▶

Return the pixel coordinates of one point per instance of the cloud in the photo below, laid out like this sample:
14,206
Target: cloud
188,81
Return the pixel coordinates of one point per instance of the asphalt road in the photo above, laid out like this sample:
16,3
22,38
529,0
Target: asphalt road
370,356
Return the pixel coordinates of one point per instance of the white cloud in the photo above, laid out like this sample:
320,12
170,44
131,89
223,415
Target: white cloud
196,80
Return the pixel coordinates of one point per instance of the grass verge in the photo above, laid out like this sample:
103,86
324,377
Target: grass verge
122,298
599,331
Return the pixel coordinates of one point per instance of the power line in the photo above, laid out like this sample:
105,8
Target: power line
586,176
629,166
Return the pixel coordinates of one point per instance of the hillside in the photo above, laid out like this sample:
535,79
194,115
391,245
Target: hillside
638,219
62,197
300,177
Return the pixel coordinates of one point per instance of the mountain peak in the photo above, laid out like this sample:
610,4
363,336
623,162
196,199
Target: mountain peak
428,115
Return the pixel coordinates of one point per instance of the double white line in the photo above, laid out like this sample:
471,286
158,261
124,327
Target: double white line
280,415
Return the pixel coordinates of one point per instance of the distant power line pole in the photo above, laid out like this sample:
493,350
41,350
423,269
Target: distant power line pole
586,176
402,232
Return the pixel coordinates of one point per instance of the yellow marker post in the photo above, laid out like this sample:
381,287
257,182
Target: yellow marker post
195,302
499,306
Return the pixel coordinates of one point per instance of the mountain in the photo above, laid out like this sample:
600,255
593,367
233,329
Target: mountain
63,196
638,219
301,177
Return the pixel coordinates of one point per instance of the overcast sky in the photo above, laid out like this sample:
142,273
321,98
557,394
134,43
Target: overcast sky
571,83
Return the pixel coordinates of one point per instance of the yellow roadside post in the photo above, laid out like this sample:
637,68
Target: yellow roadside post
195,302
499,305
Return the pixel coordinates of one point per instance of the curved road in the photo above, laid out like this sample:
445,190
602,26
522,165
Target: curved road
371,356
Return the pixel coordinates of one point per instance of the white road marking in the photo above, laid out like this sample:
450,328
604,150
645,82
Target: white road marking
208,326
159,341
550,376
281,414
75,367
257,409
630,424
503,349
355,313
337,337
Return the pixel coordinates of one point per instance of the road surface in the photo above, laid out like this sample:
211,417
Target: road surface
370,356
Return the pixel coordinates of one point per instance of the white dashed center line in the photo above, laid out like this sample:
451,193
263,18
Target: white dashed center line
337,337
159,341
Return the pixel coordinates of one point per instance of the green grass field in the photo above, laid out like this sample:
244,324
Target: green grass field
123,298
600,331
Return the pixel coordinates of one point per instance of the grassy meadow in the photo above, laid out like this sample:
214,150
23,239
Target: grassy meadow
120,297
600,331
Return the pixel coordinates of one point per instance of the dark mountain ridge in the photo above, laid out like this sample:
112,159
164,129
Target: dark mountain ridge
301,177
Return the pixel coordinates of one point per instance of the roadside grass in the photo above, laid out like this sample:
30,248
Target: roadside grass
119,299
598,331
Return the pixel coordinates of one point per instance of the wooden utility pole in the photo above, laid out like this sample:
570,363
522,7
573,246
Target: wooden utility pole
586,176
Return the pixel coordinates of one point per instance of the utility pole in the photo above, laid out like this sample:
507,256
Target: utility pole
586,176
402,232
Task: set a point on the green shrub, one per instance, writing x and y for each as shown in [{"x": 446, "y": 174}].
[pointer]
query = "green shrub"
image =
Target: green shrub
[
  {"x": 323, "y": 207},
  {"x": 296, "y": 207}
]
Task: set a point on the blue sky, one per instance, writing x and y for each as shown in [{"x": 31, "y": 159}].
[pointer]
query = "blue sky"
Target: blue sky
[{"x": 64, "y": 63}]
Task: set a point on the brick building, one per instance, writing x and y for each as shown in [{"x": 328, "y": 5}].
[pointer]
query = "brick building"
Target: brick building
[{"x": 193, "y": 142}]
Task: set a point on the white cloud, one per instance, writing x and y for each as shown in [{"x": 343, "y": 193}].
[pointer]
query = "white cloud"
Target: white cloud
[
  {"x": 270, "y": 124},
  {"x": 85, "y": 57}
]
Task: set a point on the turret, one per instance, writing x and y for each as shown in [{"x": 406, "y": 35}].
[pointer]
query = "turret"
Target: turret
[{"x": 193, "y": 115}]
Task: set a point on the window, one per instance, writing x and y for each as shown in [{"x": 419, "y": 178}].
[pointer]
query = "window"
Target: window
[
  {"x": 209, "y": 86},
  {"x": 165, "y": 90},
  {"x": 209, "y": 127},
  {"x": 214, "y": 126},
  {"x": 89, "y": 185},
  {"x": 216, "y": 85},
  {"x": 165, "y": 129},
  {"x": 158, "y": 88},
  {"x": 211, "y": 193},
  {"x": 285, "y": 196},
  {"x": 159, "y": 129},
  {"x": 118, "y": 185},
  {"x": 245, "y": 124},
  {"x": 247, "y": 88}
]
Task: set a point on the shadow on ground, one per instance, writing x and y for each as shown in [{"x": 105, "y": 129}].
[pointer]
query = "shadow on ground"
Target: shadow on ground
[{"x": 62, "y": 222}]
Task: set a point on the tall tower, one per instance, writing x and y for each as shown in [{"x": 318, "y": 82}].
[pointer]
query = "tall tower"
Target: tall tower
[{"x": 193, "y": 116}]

◀

## Directions for this task
Check the listing for the word "query". Show each line that has it.

## Response
query = "green shrub"
query = "blue sky"
query = "brick building"
query = "white cloud"
query = "turret"
query = "window"
query = "shadow on ground"
query = "tall tower"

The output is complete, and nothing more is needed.